TASK REQUIREMENTS:
Return the lines of the items below unchanged, from the line with "Place a point on the overcast" up to and including the line with "[[55, 208], [44, 208]]".

DATASET ROWS:
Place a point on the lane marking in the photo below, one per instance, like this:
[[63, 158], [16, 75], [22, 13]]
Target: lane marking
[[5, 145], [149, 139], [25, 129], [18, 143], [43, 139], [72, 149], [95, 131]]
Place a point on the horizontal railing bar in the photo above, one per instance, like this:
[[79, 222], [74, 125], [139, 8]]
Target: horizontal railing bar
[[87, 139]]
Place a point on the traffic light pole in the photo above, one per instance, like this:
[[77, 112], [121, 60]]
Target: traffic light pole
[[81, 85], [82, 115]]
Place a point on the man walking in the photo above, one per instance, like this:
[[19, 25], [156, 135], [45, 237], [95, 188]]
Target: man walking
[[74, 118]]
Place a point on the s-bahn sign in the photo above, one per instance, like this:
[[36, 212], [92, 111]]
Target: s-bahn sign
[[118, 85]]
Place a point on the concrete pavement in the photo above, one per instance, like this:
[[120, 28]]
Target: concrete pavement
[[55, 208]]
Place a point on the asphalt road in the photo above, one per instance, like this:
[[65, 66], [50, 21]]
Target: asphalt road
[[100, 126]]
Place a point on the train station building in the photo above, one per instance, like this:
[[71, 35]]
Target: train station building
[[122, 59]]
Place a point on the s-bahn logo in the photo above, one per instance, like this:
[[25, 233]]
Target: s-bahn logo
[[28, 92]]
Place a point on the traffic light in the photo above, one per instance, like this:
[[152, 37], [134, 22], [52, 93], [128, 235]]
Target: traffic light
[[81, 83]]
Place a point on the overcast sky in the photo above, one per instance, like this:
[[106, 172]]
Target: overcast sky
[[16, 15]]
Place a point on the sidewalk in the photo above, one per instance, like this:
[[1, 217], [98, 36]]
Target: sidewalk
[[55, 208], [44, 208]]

---

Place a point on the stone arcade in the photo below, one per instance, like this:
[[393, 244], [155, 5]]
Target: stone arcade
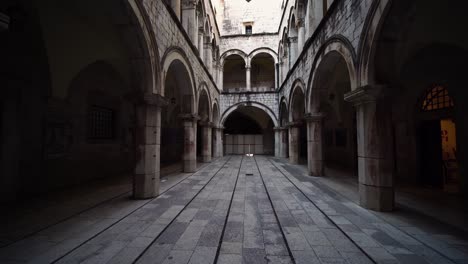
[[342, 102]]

SOLVED PROBLEM:
Place a point on the overcast sky in the photo above, one per instance, like this:
[[106, 172]]
Target: overcast sky
[[16, 15]]
Place a point on the sidewalk in the photo above, one per instance, like this:
[[1, 217], [98, 36]]
Target: sidewalk
[[55, 208], [44, 208]]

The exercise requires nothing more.